### Source document ###

Now that we understand how a relation may be viewed as an arbitrary subset in cartesian space, it makes sense to push through and understand the statement “a relation is the generalization of a function.” This particular statement can be seen visually when we see that a function is itself a subset of cartesian space.

Above we see the classic example of a numeric function in cartesian space. Our function squares the input, and we may say that our function maps values of x to values of y. Clearly we have a subset in the thick black line that visually represents all the tuples/rows/individuals that belong to this 2-dimensional cartesian space. This function is a relation. All functions are subsets of cartesian products, and therefore all functions are relations.

But not all relations are functions! Clearly, functions are subsets that meet a particular criteria.

We used the term map because that is the standard nomenclature that is associated with the set-theoretic description of functions. Intensional or extensional debates flourish around the true nature of what a function is, but it is probably best not to get too religious about it at this point. The history of the notion of a function is a fascinating read.

### Material supplied ###

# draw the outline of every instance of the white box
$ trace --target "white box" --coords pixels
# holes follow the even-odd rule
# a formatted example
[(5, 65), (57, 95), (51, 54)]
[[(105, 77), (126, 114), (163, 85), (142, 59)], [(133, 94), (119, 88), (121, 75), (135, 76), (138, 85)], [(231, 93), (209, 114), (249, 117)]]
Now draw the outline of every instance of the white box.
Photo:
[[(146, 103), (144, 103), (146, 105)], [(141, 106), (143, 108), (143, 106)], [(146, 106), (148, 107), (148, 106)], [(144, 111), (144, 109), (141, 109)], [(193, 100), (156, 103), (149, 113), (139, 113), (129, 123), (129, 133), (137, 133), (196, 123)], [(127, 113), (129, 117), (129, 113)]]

###
### Material supplied ###

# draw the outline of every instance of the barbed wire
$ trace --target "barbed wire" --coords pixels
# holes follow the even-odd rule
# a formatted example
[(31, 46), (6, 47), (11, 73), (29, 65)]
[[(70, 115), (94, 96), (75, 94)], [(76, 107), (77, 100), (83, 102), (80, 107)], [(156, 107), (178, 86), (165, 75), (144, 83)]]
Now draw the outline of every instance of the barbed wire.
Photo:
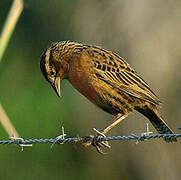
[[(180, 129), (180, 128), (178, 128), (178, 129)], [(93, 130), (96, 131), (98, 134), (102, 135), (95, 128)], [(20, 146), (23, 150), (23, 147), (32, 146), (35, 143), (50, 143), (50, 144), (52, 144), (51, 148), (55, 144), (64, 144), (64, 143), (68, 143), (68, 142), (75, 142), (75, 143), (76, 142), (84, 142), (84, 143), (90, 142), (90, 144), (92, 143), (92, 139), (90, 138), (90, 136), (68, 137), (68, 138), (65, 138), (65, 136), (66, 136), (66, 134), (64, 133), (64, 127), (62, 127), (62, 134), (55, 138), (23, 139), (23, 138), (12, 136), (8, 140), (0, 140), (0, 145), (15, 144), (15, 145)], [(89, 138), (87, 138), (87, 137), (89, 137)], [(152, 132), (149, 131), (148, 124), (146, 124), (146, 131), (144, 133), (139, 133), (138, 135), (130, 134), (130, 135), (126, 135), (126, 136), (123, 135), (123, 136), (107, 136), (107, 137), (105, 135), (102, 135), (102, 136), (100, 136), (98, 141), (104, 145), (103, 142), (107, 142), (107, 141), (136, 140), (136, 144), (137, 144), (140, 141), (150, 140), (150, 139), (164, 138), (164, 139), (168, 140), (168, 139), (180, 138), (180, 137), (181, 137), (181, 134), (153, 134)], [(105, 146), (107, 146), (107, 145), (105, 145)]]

###
### Material supplied ###

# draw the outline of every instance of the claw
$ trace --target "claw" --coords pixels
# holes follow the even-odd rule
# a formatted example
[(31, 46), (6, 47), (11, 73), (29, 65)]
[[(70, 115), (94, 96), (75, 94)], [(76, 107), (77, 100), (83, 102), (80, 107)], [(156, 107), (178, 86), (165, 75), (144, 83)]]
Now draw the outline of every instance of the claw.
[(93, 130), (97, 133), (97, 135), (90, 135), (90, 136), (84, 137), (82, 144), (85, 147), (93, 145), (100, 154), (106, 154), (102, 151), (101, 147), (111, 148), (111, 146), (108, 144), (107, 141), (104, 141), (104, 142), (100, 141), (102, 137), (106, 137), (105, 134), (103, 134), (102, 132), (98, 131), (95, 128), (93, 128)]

###

> _Job_: Please reproduce word for word the stretch of the passage on relations and functions from "Above we see" through "a particular criteria.".

> _Answer for this exercise_:
Above we see the classic example of a numeric function in cartesian space. Our function squares the input, and we may say that our function maps values of x to values of y. Clearly we have a subset in the thick black line that visually represents all the tuples/rows/individuals that belong to this 2-dimensional cartesian space. This function is a relation. All functions are subsets of cartesian products, and therefore all functions are relations.

But not all relations are functions! Clearly, functions are subsets that meet a particular criteria.